- TO DO
Reproduce these lines with every occurrence of "car" switched to "vehicle", changing nothing else. Leave the pictures out of your answer.
=-=-=-=-=
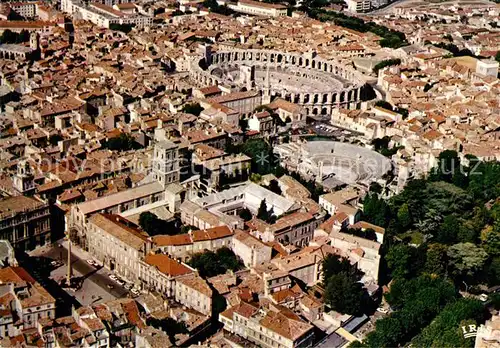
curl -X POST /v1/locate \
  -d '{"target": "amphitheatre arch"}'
[190,49,365,115]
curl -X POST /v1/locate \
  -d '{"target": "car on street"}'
[50,260,63,268]
[377,307,389,314]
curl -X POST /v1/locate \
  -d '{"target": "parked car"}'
[50,260,63,268]
[377,307,389,314]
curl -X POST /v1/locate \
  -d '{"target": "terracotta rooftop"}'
[144,254,193,277]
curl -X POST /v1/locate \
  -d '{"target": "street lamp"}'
[462,280,469,293]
=-=-=-=-=
- TASK ANSWER
curl -X POST /v1/locate \
  -d '{"target": "amphitheatre arch"}'
[190,49,365,115]
curl -X POST /v1/locate \
  -d '{"target": "vehicle on street"}'
[50,260,63,268]
[377,307,389,314]
curl -X POST /v1/locate \
  -d '{"target": "parked vehicle"}'
[50,260,63,268]
[377,307,389,314]
curl -X POST /v1/locate \
  -d '{"target": "terracotta rooftop"}'
[144,254,193,277]
curl -X POST /v1/locate \
  -d '{"target": "street lamp"}'
[462,280,469,293]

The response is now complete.